## WHAT THE EXERCISE ASKS
Please extract every line below that contains the word "chapel", copying each one in full. Case counts.

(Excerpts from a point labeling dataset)
-- Begin --

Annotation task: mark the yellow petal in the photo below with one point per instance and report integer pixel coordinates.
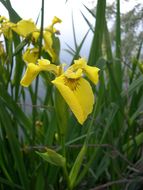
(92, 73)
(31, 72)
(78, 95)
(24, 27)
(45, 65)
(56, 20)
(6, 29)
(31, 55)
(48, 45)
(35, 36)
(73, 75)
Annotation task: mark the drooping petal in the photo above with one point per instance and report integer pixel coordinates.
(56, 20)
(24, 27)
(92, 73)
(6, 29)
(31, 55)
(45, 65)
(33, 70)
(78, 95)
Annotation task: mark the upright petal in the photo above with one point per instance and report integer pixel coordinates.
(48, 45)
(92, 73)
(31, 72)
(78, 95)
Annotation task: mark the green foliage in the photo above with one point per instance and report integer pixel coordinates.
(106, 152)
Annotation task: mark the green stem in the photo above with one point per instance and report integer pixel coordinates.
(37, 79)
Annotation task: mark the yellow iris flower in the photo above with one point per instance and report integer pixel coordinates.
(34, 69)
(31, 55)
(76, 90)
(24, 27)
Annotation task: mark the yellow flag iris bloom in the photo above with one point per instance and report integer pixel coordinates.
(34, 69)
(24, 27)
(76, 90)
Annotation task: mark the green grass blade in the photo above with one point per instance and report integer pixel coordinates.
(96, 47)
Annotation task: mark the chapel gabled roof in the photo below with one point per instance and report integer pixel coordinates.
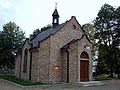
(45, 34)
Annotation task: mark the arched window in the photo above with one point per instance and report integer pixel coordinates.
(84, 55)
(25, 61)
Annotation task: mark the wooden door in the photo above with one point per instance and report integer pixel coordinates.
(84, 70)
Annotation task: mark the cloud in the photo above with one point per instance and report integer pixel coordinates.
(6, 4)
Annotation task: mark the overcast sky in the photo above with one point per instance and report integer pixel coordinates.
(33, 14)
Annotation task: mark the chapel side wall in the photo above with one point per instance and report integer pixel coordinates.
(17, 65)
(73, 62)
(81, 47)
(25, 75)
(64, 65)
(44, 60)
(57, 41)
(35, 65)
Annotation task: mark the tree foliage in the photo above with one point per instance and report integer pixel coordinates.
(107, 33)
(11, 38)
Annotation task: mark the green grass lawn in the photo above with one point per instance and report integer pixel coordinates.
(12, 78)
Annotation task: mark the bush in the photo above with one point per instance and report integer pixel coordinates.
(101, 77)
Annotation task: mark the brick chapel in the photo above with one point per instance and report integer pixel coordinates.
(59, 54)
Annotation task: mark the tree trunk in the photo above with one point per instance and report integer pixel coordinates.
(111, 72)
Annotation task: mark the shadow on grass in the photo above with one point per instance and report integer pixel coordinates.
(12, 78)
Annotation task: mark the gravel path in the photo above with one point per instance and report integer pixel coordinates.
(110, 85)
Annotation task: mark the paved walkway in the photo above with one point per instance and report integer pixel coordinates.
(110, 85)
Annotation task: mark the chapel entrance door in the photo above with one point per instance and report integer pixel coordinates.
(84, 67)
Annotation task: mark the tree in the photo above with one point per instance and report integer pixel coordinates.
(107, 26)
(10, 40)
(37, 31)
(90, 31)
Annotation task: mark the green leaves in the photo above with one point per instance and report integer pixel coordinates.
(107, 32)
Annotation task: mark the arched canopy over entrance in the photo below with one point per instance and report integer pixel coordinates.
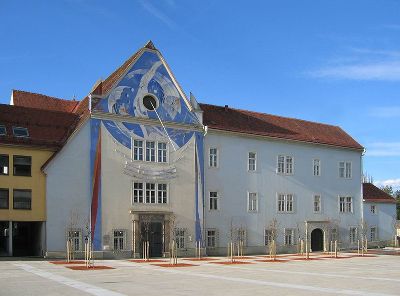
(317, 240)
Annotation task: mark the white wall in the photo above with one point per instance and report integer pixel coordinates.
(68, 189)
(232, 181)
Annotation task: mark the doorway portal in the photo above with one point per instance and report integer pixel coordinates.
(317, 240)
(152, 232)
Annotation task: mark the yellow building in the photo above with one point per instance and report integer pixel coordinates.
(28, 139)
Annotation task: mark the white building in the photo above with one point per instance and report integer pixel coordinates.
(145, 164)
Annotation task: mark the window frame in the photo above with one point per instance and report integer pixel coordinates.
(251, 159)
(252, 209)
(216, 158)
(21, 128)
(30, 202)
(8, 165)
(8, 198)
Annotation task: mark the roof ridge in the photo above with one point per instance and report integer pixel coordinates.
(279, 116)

-- End --
-- Begin --

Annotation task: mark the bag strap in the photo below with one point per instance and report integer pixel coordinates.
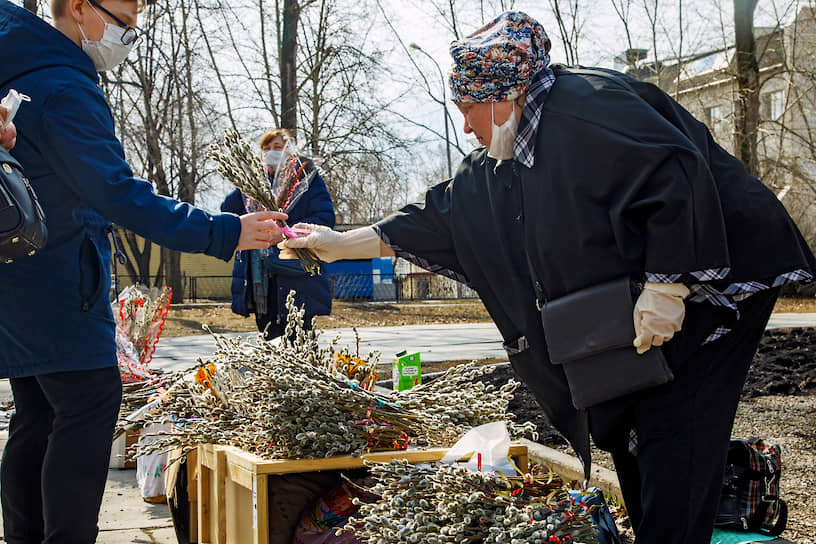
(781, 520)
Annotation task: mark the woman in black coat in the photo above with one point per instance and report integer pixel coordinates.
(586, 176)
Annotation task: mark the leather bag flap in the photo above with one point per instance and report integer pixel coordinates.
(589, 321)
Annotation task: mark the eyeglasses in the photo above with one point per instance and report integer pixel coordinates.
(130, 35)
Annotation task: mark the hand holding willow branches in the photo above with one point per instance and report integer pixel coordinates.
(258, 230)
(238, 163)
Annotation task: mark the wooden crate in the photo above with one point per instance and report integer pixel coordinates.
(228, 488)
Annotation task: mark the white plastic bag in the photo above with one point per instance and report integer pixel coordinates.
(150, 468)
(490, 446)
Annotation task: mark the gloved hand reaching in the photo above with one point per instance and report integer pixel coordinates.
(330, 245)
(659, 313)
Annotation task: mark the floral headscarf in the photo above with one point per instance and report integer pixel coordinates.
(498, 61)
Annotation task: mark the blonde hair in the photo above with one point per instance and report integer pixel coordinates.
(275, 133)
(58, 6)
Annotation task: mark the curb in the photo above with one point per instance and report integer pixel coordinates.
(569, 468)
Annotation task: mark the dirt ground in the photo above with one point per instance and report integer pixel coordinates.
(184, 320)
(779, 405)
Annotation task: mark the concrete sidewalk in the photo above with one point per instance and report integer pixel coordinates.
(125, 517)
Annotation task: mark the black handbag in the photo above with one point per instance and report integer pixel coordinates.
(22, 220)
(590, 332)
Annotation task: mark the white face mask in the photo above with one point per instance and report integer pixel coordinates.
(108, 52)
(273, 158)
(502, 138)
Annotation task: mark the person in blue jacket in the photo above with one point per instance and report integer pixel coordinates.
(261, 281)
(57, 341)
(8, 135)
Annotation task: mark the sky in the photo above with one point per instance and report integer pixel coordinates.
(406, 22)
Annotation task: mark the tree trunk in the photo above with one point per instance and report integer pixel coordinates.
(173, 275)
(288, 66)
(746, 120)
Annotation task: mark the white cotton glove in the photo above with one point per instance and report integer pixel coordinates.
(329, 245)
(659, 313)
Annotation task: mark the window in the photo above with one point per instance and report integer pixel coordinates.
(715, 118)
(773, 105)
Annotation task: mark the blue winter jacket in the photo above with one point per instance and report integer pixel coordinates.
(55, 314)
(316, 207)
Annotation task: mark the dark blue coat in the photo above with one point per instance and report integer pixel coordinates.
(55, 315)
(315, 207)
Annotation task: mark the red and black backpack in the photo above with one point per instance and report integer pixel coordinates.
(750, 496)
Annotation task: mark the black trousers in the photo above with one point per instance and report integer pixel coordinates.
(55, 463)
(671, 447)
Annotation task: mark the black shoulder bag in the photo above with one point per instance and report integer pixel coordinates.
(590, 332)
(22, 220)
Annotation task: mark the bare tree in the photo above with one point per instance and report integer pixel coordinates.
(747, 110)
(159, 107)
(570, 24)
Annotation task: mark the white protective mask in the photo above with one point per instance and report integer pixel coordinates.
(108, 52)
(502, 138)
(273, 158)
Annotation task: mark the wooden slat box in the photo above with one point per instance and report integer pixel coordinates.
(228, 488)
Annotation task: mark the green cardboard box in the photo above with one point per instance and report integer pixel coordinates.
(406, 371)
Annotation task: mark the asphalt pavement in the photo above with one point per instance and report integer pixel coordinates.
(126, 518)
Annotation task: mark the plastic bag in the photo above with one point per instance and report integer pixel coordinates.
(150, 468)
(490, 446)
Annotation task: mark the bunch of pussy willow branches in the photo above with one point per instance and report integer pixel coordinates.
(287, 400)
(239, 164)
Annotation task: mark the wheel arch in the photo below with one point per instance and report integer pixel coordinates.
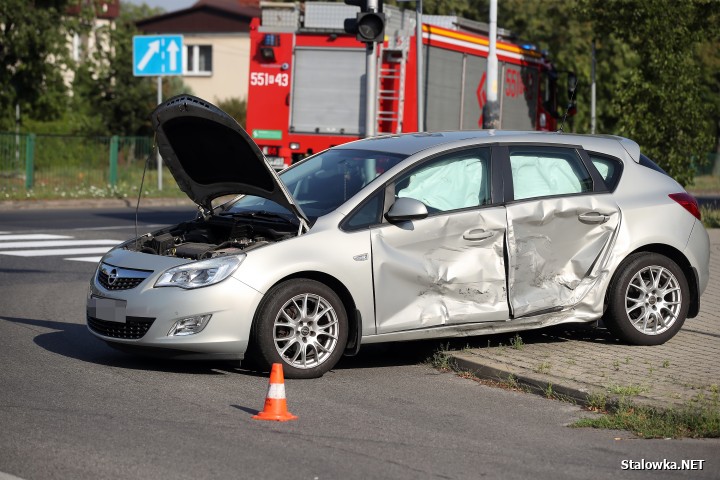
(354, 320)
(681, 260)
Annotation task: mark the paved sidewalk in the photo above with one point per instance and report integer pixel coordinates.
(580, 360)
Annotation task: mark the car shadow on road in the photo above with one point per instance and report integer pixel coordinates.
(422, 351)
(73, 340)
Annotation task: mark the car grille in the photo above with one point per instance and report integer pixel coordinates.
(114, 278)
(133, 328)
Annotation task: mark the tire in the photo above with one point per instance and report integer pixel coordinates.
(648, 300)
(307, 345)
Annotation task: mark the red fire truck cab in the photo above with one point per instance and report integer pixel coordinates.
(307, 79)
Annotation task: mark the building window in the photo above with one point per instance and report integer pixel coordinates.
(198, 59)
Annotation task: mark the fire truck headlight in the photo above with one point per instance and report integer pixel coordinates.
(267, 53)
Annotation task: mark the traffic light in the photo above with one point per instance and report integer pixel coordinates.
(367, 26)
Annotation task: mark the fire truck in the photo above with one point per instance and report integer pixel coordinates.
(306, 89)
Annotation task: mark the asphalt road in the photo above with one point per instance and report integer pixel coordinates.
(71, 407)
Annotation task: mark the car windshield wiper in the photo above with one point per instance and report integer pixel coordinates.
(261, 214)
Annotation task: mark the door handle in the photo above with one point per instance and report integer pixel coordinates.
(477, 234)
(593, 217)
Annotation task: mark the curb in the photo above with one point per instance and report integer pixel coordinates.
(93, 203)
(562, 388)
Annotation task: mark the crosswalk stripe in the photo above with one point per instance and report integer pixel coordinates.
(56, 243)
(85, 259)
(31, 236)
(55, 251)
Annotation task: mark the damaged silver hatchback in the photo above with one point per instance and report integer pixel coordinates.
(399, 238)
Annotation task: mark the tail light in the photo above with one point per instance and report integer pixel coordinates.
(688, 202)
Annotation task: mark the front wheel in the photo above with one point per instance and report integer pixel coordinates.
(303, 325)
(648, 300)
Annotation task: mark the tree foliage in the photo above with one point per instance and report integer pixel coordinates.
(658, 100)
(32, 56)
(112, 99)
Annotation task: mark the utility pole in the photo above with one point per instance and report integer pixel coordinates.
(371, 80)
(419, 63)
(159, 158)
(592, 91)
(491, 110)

-- End --

## RESULT OF THE TASK
Annotation task: mark the chapel gabled roof in the photo below with one point per instance and report integer pixel coordinates.
Annotation task: mark the chapel side wall in the photo above with one point per instance and report integer pixel coordinates.
Annotation task: mark the brick chapel in the photo above with one point per instance and report integer pixel coordinates.
Annotation task: mark the chapel entrance door in the photo above with one point per instance and report integer pixel coordinates.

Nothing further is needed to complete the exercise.